§ **WORK TO BE COMPLETED**
Whatever the records below say, write them all out exactly.

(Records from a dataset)

=== Begin Enclosure ===

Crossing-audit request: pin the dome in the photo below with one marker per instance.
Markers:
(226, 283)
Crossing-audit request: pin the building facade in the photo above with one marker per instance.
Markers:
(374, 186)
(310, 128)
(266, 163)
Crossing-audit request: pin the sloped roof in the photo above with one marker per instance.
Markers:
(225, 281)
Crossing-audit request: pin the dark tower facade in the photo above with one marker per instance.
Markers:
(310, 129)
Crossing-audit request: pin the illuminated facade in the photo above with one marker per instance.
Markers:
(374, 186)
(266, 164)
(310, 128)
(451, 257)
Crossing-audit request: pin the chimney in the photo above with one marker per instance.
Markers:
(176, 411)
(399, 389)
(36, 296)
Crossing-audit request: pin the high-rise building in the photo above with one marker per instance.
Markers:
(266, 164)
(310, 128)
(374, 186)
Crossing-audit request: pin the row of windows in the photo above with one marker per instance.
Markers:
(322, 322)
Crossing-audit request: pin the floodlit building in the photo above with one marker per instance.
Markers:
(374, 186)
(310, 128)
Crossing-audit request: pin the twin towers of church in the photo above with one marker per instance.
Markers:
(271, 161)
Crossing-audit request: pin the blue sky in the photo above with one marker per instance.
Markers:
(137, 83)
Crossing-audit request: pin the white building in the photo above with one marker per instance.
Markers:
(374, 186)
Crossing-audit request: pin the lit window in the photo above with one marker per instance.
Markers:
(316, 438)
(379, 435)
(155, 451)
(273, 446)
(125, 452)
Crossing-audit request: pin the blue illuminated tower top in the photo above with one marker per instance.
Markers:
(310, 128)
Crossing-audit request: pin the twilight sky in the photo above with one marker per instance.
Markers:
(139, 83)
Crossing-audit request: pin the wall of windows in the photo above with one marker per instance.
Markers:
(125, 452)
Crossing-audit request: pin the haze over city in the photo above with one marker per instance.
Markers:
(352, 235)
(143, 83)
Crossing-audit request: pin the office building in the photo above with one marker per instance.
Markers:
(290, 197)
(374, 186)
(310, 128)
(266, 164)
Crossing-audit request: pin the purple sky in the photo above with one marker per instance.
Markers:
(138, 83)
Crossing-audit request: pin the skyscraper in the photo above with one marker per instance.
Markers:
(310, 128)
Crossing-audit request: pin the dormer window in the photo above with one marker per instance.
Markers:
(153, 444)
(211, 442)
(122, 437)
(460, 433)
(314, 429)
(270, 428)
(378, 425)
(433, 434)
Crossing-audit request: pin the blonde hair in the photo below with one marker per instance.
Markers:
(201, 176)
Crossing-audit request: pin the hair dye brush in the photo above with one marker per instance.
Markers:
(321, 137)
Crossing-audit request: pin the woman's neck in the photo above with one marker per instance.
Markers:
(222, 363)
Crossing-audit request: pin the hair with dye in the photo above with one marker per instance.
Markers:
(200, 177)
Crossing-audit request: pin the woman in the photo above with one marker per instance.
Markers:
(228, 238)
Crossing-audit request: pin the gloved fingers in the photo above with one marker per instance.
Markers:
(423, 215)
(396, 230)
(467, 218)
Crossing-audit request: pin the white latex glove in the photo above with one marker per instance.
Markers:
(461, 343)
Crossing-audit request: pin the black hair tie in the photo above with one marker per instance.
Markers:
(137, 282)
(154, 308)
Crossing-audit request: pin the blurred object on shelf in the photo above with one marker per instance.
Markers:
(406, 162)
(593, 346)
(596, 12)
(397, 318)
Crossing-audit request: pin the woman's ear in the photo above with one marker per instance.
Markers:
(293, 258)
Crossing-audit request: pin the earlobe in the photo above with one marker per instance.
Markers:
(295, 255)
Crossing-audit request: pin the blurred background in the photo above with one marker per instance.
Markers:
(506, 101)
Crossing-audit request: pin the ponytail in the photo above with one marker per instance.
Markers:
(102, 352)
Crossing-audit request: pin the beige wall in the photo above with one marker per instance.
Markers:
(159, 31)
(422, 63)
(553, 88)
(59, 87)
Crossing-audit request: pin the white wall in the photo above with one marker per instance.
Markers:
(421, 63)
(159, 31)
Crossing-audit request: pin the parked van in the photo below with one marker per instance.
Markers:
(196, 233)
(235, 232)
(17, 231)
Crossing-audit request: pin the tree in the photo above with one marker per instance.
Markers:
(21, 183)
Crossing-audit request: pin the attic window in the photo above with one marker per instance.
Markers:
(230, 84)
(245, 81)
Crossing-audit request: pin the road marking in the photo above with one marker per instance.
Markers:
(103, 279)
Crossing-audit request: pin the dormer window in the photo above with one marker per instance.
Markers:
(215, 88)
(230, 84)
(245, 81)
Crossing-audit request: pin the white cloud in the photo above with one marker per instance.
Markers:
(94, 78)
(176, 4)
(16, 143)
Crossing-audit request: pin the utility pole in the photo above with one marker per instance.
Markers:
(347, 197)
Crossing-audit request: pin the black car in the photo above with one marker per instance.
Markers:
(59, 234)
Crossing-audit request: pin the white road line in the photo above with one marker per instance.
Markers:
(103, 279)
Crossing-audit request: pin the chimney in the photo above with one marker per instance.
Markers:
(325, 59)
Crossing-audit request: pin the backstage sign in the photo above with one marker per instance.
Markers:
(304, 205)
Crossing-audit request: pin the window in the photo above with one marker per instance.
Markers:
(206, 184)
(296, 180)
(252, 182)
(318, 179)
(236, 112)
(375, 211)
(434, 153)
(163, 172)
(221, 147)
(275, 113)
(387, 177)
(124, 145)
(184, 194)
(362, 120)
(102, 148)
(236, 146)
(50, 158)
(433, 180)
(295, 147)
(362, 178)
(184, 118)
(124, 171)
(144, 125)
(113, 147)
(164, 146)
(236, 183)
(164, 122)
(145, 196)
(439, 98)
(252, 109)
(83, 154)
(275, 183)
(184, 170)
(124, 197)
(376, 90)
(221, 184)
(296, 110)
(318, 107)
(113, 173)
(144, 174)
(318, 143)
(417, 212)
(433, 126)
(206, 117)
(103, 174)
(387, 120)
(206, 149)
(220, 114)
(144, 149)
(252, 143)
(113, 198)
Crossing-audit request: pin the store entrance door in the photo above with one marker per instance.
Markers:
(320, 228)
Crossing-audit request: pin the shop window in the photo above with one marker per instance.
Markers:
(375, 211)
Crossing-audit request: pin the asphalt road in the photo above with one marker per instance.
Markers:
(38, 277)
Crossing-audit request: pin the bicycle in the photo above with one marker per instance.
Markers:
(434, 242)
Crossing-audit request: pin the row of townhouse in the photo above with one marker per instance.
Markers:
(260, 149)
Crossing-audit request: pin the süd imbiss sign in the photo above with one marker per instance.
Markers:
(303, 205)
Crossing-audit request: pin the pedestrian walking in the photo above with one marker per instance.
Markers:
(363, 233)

=== End Enclosure ===

§ **WRITTEN REPLY**
Crossing-audit request: pin the dome in the photo below with one marker per instance.
Markers:
(226, 283)
Crossing-audit request: pin the building facade in the photo above with one marker per instance.
Markers:
(374, 186)
(310, 128)
(266, 163)
Crossing-audit request: pin the sloped roof in the photo above with one marker per instance.
Markers:
(225, 281)
Crossing-audit request: pin the dark tower facade in the photo above with one marker per instance.
Markers:
(310, 129)
Crossing-audit request: pin the illuminated facade in the photo above with one marker per instance.
Markers:
(374, 186)
(266, 164)
(310, 128)
(451, 257)
Crossing-audit request: pin the chimney in the photo above with one marker per instance.
Markers:
(176, 411)
(399, 389)
(36, 296)
Crossing-audit request: pin the high-rise building in the photo above with one marker per instance.
Markers:
(266, 164)
(310, 128)
(374, 186)
Crossing-audit request: pin the row of windows in the photo above with one marker per instance.
Markers:
(322, 322)
Crossing-audit request: pin the floodlit building in the photo above with one marker per instance.
Markers:
(374, 186)
(310, 128)
Crossing-audit request: pin the twin towers of church in the photo above with one marker per instance.
Markers:
(271, 161)
Crossing-audit request: pin the blue sky in the photo above with one marker per instance.
Markers:
(137, 83)
Crossing-audit request: pin the white building in the photo above with one marker per instance.
Markers:
(374, 186)
Crossing-audit request: pin the lit window in the photo above with one marker per instance.
Markers:
(316, 438)
(379, 435)
(155, 451)
(273, 446)
(125, 452)
Crossing-audit request: pin the blue illuminated tower top in the photo above with one marker per instance.
Markers:
(310, 128)
Crossing-audit request: pin the twilight sky in the photo above with one marker per instance.
Markers:
(139, 83)
Crossing-audit request: pin the wall of windows in the photo above with one marker per instance.
Markers:
(125, 452)
Crossing-audit request: pin the haze over city in the photo above with one marker per instance.
Markers:
(352, 235)
(143, 83)
Crossing-audit request: pin the office building in the photo above with one marker per instance.
Markers:
(290, 197)
(374, 186)
(310, 128)
(266, 164)
Crossing-audit request: pin the purple sky in the photo above with one marker per instance.
Markers:
(138, 83)
Crossing-audit request: pin the skyscraper in the photo above with one marker per instance.
Markers:
(310, 128)
Crossing-audit request: pin the dormer window in the photo above with one marker per instance.
Markers:
(153, 444)
(211, 442)
(122, 437)
(460, 433)
(314, 429)
(270, 428)
(378, 425)
(433, 434)
Crossing-audit request: pin the blonde hair in the photo below with one marker per instance.
Markers:
(201, 176)
Crossing-audit request: pin the hair dye brush in the photo above with one marker per instance.
Markers:
(321, 137)
Crossing-audit request: pin the woman's neck in the photo above with one marker per instance.
Markers:
(222, 363)
Crossing-audit request: pin the hair with dye in the photo above with one marker per instance.
Markers:
(200, 177)
Crossing-audit request: pin the woman in the photo above with one marker per instance.
Markers:
(228, 238)
Crossing-audit request: pin the gloved fingers in the photo above with one marker per instance.
Markers:
(423, 215)
(396, 230)
(467, 218)
Crossing-audit request: pin the white latex glove in the photo above with one marker per instance.
Markers:
(461, 343)
Crossing-audit request: pin the black hair tie in the photo above with one marker per instance.
Markers:
(137, 282)
(154, 308)
Crossing-audit request: pin the blurred object on shelf in the photo above with one marker per instance.
Markers:
(406, 162)
(593, 346)
(596, 12)
(397, 318)
Crossing-audit request: pin the woman's ear in the photo above with one marker per instance.
Markers:
(293, 258)
Crossing-audit request: pin the earlobe in the photo above with one marker per instance.
Markers:
(295, 255)
Crossing-audit request: pin the blurred background in the photo above with one marker per instance.
Markers:
(506, 101)
Crossing-audit request: pin the ponytail in the photo above with one marker per instance.
Markers:
(102, 352)
Crossing-audit request: pin the beige wall in the photo above with one marker per instance.
Markers:
(159, 31)
(422, 63)
(553, 88)
(59, 87)
Crossing-audit request: pin the white wall in the photo above with one marker per instance.
Markers:
(421, 63)
(159, 31)
Crossing-audit request: pin the parked van in the photo below with one marker per instance.
Markers:
(196, 233)
(235, 232)
(17, 231)
Crossing-audit request: pin the tree in the photo above with one marker per instance.
Markers:
(21, 183)
Crossing-audit request: pin the attic window in the photo above with one marker per instance.
Markers:
(230, 84)
(245, 81)
Crossing-audit request: pin the road marking in the photo above with one marker per instance.
Markers:
(103, 279)
Crossing-audit request: pin the dormer window in the photo above with one marker per instance.
Markers:
(215, 88)
(230, 84)
(245, 81)
Crossing-audit request: pin the white cloud in the photo above with one marker per instance.
Markers:
(94, 78)
(176, 4)
(16, 143)
Crossing-audit request: pin the utility pole in the photo above with one marker per instance.
Markers:
(347, 197)
Crossing-audit request: pin the black car in the photo above with one marker per instance.
Markers:
(59, 234)
Crossing-audit request: pin the white road line in the photo above with one marker per instance.
Markers:
(103, 279)
Crossing-audit request: pin the chimney in the photo above with one marker per instance.
Markers:
(325, 59)
Crossing-audit request: pin the backstage sign in the photo above with one marker per instance.
Markers:
(304, 205)
Crossing-audit request: pin the window in the photo above with one marker per instance.
Markers:
(206, 184)
(296, 180)
(252, 182)
(318, 179)
(236, 112)
(375, 211)
(434, 153)
(163, 172)
(221, 147)
(275, 113)
(387, 177)
(124, 145)
(184, 194)
(362, 120)
(102, 148)
(236, 146)
(50, 158)
(433, 180)
(295, 147)
(362, 178)
(184, 118)
(124, 171)
(144, 125)
(113, 147)
(164, 146)
(236, 183)
(164, 122)
(145, 196)
(439, 98)
(252, 109)
(83, 154)
(275, 183)
(184, 170)
(124, 197)
(376, 90)
(221, 184)
(296, 110)
(318, 107)
(113, 173)
(144, 174)
(318, 143)
(417, 212)
(433, 126)
(206, 117)
(103, 174)
(387, 120)
(206, 149)
(220, 114)
(144, 149)
(252, 143)
(113, 198)
Crossing-audit request: pin the store entrance door in the photo above with one marker per instance.
Markers:
(320, 228)
Crossing-audit request: pin the shop window in the photo above with one marker per instance.
Markers:
(375, 211)
Crossing-audit request: pin the asphalt road in the photo above with one marker per instance.
Markers:
(38, 277)
Crossing-audit request: pin the bicycle in the photo above with one marker per instance.
Markers:
(434, 242)
Crossing-audit request: pin the row of townhouse in the photo above with one marker per instance.
Markers:
(260, 149)
Crossing-audit request: pin the süd imbiss sign in the photo above with one marker per instance.
Markers:
(303, 205)
Crossing-audit request: pin the pedestrian walking in the photo above with one marker per instance.
Markers:
(363, 233)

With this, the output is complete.